# Start of Excerpted text
Division of Investment Management

Securities and Exchange Commission

100 F Street, NE 

Washington, D.C. 20549

 

Re:Tekla World Healthcare Fund
File Nos. 333-251975; 811-23037

 

Dear Ms. Rossotto:

 

We are writing in response to comments in your letter dated February 5, 2021 with respect to your review of the Tekla World Healthcare Fund’s (the “Fund”) registration statement on Form N-2 filed with the Securities and Exchange Commission (the “SEC”) under the Securities Act of 1933, as amended (“Securities Act”), and the Investment Company Act of 1940, as amended (“1940 Act”), on March 8, 2013 (the “Registration Statement”) on behalf of Tekla World Healthcare Fund (the “Fund”), a closed-end investment company. The Fund has considered your comments and has authorized us to make the responses and changes discussed below to the Registration Statement on its behalf. We have reproduced your comments below, followed by our responses. Changes to the Registration Statement noted below will be reflected in a pre-effective amendment to the Registration Statement filed with the SEC (the “Amendment”). Capitalized terms not defined herein shall have the meanings set forth in the Registration Statement.

 

General

 

1.Comment:         We note that portions of the registration statement are incomplete. We may have additional comments on such portions when you complete them in a pre-effective amendment, on disclosures made in response to this letter, on information supplied supplementally, or on exhibits added in any amendments.

 

 Response:         We acknowledge the comment. The incomplete portions of the Registration Statement will be finalized in a subsequent pre-effective amendment to the Registration Statement.

 

 

 

 

 

Ms. Karen Rossotto

February 19, 2021

Page 2

 

2.Comment:        Please either confirm that the rights offering will not involve any arrangements among the Trust, any underwriters, and/or any broker dealers or that FINRA has reviewed any proposed underwriting terms and other arrangements for the transaction described in the registration statement and has no objections.

 

 Response:         We confirm that the rights offering will not involve any arrangements among the Trust, any underwriters, and/or any broker dealers and therefore there will be no need for FINRA to conduct a review.
# End of Excerpted text
◆ Aim 1 ◆
Rewrite the listing from its start through the line containing "<point>182,9</point>", replacing "metal roof structure" with "steel canopy frame" and keeping everything else the same.
◆ Aim 2 ◆
Continue the Tekla World Healthcare Fund response letter from the point where it stops.
The letter and the listing have no connection to each other.
# Start of Material provided
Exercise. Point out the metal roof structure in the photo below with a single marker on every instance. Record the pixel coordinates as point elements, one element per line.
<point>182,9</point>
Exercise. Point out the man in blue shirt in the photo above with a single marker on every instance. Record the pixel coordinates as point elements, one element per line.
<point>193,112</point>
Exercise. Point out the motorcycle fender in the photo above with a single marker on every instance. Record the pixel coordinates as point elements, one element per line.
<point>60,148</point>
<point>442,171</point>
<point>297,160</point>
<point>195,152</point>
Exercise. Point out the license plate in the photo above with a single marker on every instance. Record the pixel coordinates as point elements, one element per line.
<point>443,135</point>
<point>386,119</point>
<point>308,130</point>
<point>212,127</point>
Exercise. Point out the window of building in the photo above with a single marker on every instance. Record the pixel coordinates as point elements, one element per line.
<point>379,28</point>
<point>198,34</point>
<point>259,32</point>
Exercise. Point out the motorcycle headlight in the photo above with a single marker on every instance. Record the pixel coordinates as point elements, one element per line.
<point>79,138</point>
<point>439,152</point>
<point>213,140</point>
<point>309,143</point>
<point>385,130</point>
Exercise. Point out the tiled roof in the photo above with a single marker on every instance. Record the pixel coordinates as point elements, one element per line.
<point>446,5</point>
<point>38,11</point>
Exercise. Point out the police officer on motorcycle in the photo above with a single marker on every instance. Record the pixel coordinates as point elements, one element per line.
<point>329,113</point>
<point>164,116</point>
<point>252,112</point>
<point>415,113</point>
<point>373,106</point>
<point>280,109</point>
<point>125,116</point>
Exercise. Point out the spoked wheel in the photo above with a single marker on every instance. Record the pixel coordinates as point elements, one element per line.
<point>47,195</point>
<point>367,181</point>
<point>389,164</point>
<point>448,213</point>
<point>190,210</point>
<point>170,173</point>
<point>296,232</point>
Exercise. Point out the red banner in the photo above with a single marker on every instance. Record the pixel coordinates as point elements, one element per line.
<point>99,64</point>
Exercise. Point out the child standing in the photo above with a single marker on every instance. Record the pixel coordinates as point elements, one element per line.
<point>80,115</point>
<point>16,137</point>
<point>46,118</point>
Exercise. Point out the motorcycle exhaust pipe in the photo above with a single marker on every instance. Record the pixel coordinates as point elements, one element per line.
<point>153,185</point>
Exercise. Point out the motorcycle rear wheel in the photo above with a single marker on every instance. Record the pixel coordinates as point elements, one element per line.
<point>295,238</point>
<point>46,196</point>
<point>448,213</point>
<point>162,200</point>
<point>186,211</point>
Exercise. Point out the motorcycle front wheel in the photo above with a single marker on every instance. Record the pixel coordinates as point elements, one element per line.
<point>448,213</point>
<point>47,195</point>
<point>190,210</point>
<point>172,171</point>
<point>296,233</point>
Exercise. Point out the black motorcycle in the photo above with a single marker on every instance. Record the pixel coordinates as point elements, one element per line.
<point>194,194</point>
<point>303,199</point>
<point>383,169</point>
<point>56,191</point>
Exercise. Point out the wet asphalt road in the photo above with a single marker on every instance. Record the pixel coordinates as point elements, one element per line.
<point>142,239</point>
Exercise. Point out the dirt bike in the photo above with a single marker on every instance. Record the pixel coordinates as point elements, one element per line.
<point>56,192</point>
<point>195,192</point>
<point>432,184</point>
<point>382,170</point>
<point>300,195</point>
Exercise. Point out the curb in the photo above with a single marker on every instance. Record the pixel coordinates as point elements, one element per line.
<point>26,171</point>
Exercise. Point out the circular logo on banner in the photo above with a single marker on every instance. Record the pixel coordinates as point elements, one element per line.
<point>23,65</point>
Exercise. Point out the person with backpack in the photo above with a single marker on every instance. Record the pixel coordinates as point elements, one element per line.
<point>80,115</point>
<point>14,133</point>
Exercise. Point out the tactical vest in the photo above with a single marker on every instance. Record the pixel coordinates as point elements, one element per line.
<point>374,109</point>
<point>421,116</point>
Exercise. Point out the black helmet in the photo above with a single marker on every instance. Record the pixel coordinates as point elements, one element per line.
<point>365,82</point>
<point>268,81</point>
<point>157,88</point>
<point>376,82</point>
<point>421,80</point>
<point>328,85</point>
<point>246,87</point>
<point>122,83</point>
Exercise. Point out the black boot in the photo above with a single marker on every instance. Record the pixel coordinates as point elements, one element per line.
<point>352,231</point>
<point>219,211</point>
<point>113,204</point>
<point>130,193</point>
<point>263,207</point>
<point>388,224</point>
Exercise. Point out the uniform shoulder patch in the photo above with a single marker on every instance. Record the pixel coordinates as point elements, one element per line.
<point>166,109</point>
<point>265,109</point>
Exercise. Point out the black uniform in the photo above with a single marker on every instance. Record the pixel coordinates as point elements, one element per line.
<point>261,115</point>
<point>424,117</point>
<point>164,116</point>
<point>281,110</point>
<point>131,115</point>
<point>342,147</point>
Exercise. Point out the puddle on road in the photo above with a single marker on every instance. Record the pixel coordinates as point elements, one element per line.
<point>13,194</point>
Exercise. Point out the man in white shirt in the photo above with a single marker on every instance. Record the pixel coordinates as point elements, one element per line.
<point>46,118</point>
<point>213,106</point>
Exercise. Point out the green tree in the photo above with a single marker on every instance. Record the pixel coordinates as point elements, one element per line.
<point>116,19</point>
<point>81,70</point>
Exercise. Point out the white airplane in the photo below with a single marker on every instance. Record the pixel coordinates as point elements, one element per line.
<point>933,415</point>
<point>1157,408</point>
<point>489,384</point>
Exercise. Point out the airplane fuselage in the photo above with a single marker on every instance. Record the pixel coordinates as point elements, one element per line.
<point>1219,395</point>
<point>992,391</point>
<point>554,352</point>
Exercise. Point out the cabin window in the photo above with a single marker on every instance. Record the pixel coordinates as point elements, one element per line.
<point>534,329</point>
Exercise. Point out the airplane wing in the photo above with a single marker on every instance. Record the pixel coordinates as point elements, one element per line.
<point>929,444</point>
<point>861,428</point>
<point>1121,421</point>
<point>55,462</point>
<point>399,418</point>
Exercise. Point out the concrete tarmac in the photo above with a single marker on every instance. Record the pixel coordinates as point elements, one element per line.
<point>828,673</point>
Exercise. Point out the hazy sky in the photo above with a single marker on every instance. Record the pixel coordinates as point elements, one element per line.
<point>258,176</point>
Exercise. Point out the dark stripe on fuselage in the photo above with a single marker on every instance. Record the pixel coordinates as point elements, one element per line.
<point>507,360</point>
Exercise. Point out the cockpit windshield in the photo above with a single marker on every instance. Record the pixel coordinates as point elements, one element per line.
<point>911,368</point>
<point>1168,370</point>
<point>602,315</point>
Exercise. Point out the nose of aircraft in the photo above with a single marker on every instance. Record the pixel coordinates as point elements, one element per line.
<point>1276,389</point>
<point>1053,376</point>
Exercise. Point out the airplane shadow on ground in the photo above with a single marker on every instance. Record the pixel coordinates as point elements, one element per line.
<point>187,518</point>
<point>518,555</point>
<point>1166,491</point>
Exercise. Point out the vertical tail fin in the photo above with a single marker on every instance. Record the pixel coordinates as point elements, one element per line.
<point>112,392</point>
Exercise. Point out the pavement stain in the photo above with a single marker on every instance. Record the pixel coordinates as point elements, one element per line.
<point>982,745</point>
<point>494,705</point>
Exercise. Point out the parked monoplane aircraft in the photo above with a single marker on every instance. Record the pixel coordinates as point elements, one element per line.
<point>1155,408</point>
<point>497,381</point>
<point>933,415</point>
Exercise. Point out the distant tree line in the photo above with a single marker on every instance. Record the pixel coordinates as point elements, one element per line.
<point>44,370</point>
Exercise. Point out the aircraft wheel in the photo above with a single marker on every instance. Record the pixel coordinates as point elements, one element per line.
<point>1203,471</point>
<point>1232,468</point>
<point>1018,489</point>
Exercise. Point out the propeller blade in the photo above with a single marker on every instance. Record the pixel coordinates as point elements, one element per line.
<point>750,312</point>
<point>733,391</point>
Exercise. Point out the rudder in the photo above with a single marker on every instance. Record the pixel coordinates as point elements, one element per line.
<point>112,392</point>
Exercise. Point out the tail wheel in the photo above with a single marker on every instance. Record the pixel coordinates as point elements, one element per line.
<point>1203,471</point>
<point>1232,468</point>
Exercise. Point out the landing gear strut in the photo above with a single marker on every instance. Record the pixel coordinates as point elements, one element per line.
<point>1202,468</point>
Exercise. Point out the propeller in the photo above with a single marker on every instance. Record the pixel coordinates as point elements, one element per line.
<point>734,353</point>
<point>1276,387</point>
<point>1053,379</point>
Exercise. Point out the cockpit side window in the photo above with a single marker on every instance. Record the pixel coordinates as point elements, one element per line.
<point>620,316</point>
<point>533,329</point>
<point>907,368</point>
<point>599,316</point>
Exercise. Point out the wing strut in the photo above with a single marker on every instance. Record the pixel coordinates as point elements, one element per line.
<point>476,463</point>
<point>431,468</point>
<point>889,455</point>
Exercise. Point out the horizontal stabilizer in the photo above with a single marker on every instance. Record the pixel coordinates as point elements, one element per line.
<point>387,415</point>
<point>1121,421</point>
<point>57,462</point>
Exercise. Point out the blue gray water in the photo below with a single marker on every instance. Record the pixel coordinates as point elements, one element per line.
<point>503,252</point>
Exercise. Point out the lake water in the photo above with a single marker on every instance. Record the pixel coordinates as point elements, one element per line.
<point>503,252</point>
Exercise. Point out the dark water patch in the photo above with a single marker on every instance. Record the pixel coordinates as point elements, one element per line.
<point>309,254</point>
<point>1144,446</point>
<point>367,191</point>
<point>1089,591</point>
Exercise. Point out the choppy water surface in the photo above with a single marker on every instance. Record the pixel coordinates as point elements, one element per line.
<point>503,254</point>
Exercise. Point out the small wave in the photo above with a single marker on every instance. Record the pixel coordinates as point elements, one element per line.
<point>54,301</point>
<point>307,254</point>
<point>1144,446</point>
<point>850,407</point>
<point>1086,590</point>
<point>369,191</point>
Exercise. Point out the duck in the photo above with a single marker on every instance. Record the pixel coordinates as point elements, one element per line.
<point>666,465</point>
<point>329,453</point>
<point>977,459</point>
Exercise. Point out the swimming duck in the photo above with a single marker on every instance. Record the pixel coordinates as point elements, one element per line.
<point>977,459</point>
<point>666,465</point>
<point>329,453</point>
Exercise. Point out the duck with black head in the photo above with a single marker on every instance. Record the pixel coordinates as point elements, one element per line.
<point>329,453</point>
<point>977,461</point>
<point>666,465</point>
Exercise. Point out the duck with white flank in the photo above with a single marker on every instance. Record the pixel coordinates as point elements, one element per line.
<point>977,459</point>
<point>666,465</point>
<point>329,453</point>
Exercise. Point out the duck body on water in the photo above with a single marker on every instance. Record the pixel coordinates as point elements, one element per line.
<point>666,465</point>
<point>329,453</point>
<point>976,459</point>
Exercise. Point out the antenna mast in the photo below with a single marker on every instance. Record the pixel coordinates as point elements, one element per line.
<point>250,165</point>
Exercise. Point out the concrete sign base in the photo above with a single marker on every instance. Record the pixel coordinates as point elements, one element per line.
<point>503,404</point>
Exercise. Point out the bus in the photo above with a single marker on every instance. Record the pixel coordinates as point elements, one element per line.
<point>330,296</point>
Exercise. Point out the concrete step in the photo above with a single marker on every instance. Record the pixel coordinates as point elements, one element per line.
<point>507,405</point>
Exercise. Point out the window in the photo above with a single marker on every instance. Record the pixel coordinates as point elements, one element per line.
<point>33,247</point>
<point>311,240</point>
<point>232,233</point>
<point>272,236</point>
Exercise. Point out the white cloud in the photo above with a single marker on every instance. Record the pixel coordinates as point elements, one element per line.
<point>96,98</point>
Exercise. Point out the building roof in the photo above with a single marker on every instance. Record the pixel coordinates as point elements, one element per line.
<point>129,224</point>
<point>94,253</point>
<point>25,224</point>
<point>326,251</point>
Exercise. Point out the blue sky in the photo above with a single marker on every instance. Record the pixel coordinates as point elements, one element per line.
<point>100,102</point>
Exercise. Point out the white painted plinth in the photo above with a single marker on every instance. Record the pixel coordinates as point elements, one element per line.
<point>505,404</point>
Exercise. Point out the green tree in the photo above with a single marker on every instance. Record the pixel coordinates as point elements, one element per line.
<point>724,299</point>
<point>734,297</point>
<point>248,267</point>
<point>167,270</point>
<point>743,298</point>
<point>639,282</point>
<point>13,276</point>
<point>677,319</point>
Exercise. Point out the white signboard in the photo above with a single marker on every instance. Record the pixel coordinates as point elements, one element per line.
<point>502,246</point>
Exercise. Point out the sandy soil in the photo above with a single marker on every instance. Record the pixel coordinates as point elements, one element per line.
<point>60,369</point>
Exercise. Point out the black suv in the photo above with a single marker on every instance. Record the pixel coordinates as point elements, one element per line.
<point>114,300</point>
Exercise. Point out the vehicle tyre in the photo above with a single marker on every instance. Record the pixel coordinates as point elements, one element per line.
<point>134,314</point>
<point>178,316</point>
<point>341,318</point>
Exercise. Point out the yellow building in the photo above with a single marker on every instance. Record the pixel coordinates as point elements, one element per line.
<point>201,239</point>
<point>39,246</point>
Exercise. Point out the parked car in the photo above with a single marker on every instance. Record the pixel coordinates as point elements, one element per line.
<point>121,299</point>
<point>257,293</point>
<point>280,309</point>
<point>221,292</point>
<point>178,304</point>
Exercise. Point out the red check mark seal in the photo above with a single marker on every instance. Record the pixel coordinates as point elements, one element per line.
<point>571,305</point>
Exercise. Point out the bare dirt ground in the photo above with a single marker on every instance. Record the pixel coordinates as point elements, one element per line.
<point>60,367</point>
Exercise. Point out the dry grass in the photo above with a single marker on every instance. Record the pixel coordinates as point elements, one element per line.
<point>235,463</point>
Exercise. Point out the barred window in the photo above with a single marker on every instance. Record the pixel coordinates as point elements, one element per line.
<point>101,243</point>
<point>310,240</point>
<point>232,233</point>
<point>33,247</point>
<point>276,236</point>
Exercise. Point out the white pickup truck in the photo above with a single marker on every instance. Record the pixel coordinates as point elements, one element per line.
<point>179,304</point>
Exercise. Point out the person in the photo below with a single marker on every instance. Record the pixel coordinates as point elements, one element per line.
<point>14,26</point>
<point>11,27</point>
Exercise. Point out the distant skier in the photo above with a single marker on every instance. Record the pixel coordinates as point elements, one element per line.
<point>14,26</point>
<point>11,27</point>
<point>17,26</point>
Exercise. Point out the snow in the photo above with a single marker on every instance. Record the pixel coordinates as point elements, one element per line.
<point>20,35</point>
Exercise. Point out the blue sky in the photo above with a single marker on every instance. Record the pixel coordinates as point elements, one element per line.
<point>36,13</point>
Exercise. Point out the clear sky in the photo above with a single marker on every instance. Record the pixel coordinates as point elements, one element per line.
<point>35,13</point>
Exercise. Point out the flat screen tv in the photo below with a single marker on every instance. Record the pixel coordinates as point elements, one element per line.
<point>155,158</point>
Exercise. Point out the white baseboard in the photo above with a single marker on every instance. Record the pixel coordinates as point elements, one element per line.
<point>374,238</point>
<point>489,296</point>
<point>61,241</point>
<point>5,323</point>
# End of Material provided
◆ Result 1 ◆
Exercise. Point out the steel canopy frame in the photo below with a single marker on every instance. Record the pixel coordinates as point elements, one element per line.
<point>182,9</point>

◆ Result 2 ◆
3.Comment:          In an appropriate location within the prospectus, please provide an example showing the extent of the dilutive effect when the Subscription Price is below the net asset value on the Pricing Date. Please present the dilution information in a tabular format that gives full effect, in per dollar and per percentage amount, of the Primary Subscription and the Over-Subscription Privilege.

 

 Response:         The requested example has been added.

 

Cover

 

4.Comment:        Along with the Subscription Price formula to be disclosed, please disclose on the Cover other material information Shareholders should be aware of with respect to the Offer. This should include information disclosed in The Offer on page 34, such as the time period during which Rights may be exercised, the nature of the Shares issued, and whether the Shares issued in the Offer will be listed and where. Also, immediately following the discussion of the formula for determining the Subscription Price, please disclose the "Estimated Subscription Price Per Share", as referenced at the top of page 38.

 

 Response:       In addition to the inclusion of the Subscription Price formula, the Cover has been updated to include additional material information with respect to the Offer, including the time period during which Rights may be exercised, the nature of the Shares issued and where the Shares will be listed. The Cover has also been updated to disclose the Estimated Subscription Price Per Share immediately following the discussion of the Subscription Price formula.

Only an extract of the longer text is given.